→ **What the task asks**:
Reproduce the shortest-distance problem below word for word, from its first line through its last.

→ **Reading passage**:

※ ※ ※

Given a weighted, undirected and connected graph where you have given adjacency list adj. You have to find the shortest distance of all the vertices from the source vertex src, and return a list of integers denoting the shortest distance between each node and source vertex src.
Note: The Graph doesn't contain any negative weight edge.
Input: adjList = [[[1, 9]], [[0, 9]]], src = 0
Output: [0, 9]
Explanation: The source vertex is 0. Hence, the shortest distance of node 0 is 0 and the shortest distance from node 0 to 1 is 9
Input: adjList = [[[1, 1], [2, 6]], [[2, 3], [0, 1]], [[1, 3], [0, 6]]], src = 2
Output: [4, 3, 0]
Explanation: For nodes 2 to 0, we can follow the path 2-1-0. This has a distance of 1+3 = 4, whereas the path 2-0 has a distance of 6. So, the Shortest path from 2 to 0 is 4.
The shortest distance from 0 to 1 is 1
Company Tags: Flipkart, Microsoft
1 ≤ no. of vertices ≤ 1000
0 ≤ adjList[i][j] ≤ 1000
0 ≤ src < no. of vertices
Approach : Using Brute Force
class BruteForce {
public:
// O(V*V) & O(V) : Where V = total nodes
vector<int> shortestPath(vector<vector<P>>& adjList, int src) {
int n = adjList.size();
vector<bool> isVisited(n, false);
vector<int> minDistance(n, INT_MAX); // The ith node stores the shortest distance from source to it
minDistance[src] = 0;
int nodesProcessed = n;
while(nodesProcessed--) {
// Select a node which is not visited yet and have the minimum distance among all all the unvisited nodes
int node = -1, currDistance = INT_MAX;
for(int i = 0; i < n; ++i) {
if(!isVisited[i] && minDistance[i] < currDistance) {
currDistance = minDistance[i];
node = i;
}
}
// Mark node as visited
isVisited[node] = true;
// Relax the edges
for(auto& [neighbor, edgeWeight] : adjList[node]) {
int newDistance = currDistance + edgeWeight;
if(!isVisited[neighbor] && minDistance[neighbor] > newDistance) {
minDistance[neighbor] = newDistance;
}
}
}
return minDistance;
}
};
// Note: The above implementation is preferred for Dense GraphApproach 2 : Using Dijkstra's Algorithm (Classical Approach)

※ ※ ※

→ **Extracted material**:
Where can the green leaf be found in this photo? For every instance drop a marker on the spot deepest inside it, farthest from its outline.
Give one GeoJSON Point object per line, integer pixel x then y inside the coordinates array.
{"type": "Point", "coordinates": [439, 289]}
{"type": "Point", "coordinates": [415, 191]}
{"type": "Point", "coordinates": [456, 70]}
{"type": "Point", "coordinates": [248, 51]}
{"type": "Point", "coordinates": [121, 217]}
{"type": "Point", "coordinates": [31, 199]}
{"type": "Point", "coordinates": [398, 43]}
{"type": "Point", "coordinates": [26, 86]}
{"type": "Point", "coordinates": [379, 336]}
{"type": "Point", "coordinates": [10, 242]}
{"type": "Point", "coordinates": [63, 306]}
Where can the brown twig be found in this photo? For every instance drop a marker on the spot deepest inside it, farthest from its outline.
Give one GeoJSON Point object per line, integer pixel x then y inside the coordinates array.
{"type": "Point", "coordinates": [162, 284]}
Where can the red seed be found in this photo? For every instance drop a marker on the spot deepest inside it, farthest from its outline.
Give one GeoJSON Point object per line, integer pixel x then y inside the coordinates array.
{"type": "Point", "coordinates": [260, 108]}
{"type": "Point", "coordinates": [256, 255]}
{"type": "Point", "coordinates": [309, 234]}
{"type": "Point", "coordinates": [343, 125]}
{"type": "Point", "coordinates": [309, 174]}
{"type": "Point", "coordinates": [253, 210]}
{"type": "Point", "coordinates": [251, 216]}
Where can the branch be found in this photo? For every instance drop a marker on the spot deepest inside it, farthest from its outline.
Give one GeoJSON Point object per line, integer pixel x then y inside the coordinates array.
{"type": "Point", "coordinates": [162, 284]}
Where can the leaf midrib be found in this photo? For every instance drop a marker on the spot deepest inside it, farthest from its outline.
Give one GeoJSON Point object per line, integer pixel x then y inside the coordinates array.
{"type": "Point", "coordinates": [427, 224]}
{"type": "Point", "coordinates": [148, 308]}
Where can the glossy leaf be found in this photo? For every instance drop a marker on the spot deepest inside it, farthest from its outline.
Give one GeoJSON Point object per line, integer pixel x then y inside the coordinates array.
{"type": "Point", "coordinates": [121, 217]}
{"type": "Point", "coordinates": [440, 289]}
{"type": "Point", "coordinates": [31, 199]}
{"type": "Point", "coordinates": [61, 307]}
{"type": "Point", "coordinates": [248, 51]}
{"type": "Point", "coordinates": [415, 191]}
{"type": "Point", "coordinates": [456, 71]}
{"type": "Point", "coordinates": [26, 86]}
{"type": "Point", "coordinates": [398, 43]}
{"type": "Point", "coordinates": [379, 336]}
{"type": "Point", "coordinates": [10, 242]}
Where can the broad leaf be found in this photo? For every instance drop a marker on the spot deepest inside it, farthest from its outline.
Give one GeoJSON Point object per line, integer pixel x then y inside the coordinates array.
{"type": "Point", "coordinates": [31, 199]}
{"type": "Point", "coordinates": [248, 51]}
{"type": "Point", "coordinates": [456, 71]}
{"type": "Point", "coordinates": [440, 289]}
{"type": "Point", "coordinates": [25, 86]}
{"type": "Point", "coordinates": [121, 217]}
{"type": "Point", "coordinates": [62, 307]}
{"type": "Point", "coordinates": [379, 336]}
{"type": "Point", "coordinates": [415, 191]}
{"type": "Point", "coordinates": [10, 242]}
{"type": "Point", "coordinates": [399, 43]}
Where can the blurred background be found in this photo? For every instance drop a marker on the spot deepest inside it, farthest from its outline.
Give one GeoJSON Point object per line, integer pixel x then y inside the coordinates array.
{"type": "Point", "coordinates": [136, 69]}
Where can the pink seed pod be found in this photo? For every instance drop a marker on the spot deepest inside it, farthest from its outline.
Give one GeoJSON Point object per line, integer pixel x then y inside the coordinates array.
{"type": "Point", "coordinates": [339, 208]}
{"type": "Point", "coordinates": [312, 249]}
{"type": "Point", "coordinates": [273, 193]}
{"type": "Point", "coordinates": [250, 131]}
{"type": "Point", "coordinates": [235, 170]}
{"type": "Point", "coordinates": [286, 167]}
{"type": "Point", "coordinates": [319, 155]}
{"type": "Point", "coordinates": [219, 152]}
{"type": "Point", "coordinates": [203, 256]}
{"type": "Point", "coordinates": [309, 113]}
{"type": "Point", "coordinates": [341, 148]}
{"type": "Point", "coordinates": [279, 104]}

※ ※ ※

→ **Task answer**:
Given a weighted, undirected and connected graph where you have given adjacency list adj. You have to find the shortest distance of all the vertices from the source vertex src, and return a list of integers denoting the shortest distance between each node and source vertex src.
Note: The Graph doesn't contain any negative weight edge.
Input: adjList = [[[1, 9]], [[0, 9]]], src = 0
Output: [0, 9]
Explanation: The source vertex is 0. Hence, the shortest distance of node 0 is 0 and the shortest distance from node 0 to 1 is 9
Input: adjList = [[[1, 1], [2, 6]], [[2, 3], [0, 1]], [[1, 3], [0, 6]]], src = 2
Output: [4, 3, 0]
Explanation: For nodes 2 to 0, we can follow the path 2-1-0. This has a distance of 1+3 = 4, whereas the path 2-0 has a distance of 6. So, the Shortest path from 2 to 0 is 4.
The shortest distance from 0 to 1 is 1
Company Tags: Flipkart, Microsoft
1 ≤ no. of vertices ≤ 1000
0 ≤ adjList[i][j] ≤ 1000
0 ≤ src < no. of vertices
Approach : Using Brute Force
class BruteForce {
public:
// O(V*V) & O(V) : Where V = total nodes
vector<int> shortestPath(vector<vector<P>>& adjList, int src) {
int n = adjList.size();
vector<bool> isVisited(n, false);
vector<int> minDistance(n, INT_MAX); // The ith node stores the shortest distance from source to it
minDistance[src] = 0;
int nodesProcessed = n;
while(nodesProcessed--) {
// Select a node which is not visited yet and have the minimum distance among all all the unvisited nodes
int node = -1, currDistance = INT_MAX;
for(int i = 0; i < n; ++i) {
if(!isVisited[i] && minDistance[i] < currDistance) {
currDistance = minDistance[i];
node = i;
}
}
// Mark node as visited
isVisited[node] = true;
// Relax the edges
for(auto& [neighbor, edgeWeight] : adjList[node]) {
int newDistance = currDistance + edgeWeight;
if(!isVisited[neighbor] && minDistance[neighbor] > newDistance) {
minDistance[neighbor] = newDistance;
}
}
}
return minDistance;
}
};
// Note: The above implementation is preferred for Dense GraphApproach 2 : Using Dijkstra's Algorithm (Classical Approach)